(INPUT Opens)

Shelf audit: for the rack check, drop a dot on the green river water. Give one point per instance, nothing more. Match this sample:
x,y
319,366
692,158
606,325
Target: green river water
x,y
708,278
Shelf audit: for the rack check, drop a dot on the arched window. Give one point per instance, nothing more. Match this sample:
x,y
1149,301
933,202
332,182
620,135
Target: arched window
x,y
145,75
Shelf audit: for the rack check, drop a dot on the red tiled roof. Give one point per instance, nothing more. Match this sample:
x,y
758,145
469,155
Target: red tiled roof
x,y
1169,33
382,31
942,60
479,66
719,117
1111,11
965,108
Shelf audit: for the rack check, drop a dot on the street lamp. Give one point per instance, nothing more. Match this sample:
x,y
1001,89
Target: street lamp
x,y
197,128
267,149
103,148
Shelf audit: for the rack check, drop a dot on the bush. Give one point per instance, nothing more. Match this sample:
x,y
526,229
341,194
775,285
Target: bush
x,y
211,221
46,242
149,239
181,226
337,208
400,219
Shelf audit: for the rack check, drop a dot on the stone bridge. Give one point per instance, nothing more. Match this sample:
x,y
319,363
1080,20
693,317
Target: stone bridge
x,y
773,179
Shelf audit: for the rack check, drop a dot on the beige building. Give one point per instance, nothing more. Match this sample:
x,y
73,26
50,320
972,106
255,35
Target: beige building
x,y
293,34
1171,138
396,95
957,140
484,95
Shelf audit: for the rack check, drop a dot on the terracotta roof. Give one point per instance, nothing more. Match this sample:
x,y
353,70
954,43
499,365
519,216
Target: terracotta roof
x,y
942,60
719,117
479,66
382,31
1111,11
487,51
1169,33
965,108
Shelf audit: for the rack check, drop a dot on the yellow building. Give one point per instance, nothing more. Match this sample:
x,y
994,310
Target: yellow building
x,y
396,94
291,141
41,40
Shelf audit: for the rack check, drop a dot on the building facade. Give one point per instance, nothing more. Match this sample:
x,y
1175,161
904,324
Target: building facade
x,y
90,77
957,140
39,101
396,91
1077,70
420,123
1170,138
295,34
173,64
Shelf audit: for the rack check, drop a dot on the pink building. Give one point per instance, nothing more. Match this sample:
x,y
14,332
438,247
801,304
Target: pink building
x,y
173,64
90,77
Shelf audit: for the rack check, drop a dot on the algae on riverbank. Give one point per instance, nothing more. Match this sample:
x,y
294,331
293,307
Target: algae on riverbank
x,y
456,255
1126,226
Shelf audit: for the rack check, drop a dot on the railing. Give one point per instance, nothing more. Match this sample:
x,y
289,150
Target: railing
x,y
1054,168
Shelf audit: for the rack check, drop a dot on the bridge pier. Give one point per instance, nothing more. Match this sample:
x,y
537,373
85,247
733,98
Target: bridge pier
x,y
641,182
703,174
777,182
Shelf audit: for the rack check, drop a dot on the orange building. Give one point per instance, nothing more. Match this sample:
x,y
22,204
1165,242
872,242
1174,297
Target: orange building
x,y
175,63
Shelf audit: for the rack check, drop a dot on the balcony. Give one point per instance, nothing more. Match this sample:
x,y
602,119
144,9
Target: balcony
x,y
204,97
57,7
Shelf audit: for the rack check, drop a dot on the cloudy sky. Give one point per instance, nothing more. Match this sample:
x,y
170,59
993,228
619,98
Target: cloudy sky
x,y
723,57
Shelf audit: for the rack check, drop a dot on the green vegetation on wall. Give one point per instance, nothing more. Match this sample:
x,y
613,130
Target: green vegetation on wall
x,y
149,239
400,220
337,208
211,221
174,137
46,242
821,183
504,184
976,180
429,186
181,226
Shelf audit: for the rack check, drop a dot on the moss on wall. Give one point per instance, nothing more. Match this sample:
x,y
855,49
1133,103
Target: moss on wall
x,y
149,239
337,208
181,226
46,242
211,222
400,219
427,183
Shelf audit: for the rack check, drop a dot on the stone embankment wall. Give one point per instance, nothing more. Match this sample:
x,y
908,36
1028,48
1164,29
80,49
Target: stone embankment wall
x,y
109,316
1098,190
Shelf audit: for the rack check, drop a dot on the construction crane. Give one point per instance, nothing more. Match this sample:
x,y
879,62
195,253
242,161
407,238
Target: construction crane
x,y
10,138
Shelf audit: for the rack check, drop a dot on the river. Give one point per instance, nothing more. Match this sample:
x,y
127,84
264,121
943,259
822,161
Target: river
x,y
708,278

(INPUT Closes)

● TASK REQUIREMENTS
Return each entry without altering a single word.

● TASK OUTPUT
Shelf audit: for the rack check, drop a dot on the green river water. Give one point per instance, nothing more. Match this sample:
x,y
319,366
692,158
606,325
Target: green river water
x,y
708,278
Shelf audit: for the rack check, drop a dot on the arched window. Give one point per instance, nothing more. Match this sample:
x,y
1149,301
933,202
332,182
620,135
Target: arched window
x,y
145,75
Shelf audit: for the rack check, drop a dot on the red tiled roof. Give one point per instance, nothing more. Match this sample:
x,y
758,145
469,155
Target: red tiled roof
x,y
1169,33
382,31
942,60
479,66
719,117
1111,11
965,108
Shelf audit: for the rack check, drop a dot on the street lamp. Give one point per instance, nothing more. Match this sample:
x,y
1001,89
Target: street lamp
x,y
197,128
267,149
103,148
Shelf audit: for the rack check, drop a dot on the bush. Give one point per instance, nothing more. Match this sample:
x,y
526,229
341,194
775,285
Target: bush
x,y
211,221
46,242
149,239
181,226
337,208
400,219
Shelf audit: for the rack check, drop a dot on the stone bridge. Give one point per instance, nothing more. Match this sample:
x,y
319,363
1080,20
693,317
Target: stone bridge
x,y
773,179
Shelf audit: for the rack check, drop a dot on the beige building. Give one point per instance, nothing more. Match this sample:
x,y
73,26
50,320
972,106
255,35
Target: beige building
x,y
293,34
1171,138
396,95
957,140
484,95
Shelf audit: for the rack check, drop a dot on the terracotta roof. Give one point per instance, nothing more. Match this sample:
x,y
353,70
954,43
499,365
519,216
Target: terracotta roof
x,y
942,60
719,117
479,66
382,31
1111,11
487,51
1169,33
965,108
Shelf audit: for the rack check, drop a dot on the yellow building. Give one point per instance, nothing more. Match this sample:
x,y
994,310
Target: yellow building
x,y
396,94
291,141
41,40
Shelf audit: for the rack check, drop a dot on the building facade. Give one point per instance, nothing more. Match this sample:
x,y
1175,161
904,324
Target: building facade
x,y
90,77
957,140
39,101
396,91
1077,70
420,123
1170,138
295,34
173,64
Shelf audit: for the rack check, drop a dot on the pink building. Give one point per instance, nothing more. Match this sample:
x,y
14,332
438,247
801,304
Target: pink building
x,y
173,64
90,77
Shelf audit: for the rack check, drop a dot on the algae on riverbank. Give one point per instance, nothing more. Match this sample:
x,y
294,331
293,307
Target: algae on riverbank
x,y
456,255
1126,226
Shelf audit: for the rack check, drop a dot on the railing. Give one point per instance, nothing more. Match this sample:
x,y
289,150
Target: railing
x,y
1054,168
Shelf audit: for the rack check, drop a dot on the bridge pier. Give one point per instance, nothing more. Match this sample:
x,y
537,373
85,247
733,98
Target: bridge pier
x,y
641,182
703,174
777,182
Shelf audit: for the rack check, drop a dot on the orange building. Give one point per instance, nothing more. Match this sample:
x,y
22,204
1165,242
872,242
1174,297
Target: orange building
x,y
175,63
Shelf audit: for the rack check, drop a dot on the balcony. Give one point per instance, nothing more. Match this sample:
x,y
602,119
144,9
Target: balcony
x,y
204,97
57,7
Shelf audit: for the rack check, drop a dot on the cloudy sky. Give one point per instance, nothing more. Match this sample:
x,y
170,59
993,228
619,98
Target: cloudy sky
x,y
723,57
Shelf audit: for the rack check, drop a dot on the green vegetation on wall. Give one point per instance, nothing more. Match this sample:
x,y
613,130
Target: green vegetation on wall
x,y
149,239
400,220
337,208
211,221
174,137
46,242
821,183
504,184
976,180
429,186
181,226
Shelf audit: for the rack check, drop a dot on the moss on wall. Give one point per instance, nothing more. Match this sample:
x,y
855,49
1133,103
Target: moss on wall
x,y
149,239
337,208
181,226
46,242
211,222
400,219
427,183
Shelf audit: for the rack check, drop a dot on the stone embankment wall. Give one point per instance, nothing more. Match this sample:
x,y
908,36
1028,48
1164,29
80,49
Target: stone embankment wall
x,y
109,316
1098,190
Shelf audit: for the rack check, drop a dot on the construction crane. Give one point per instance, nothing more. Match this sample:
x,y
879,62
195,253
242,161
407,238
Target: construction crane
x,y
10,138
Shelf audit: for the rack check, drop a dot on the river. Give one point per instance, nothing more. Match this sample:
x,y
127,84
264,121
943,259
822,161
Target: river
x,y
708,278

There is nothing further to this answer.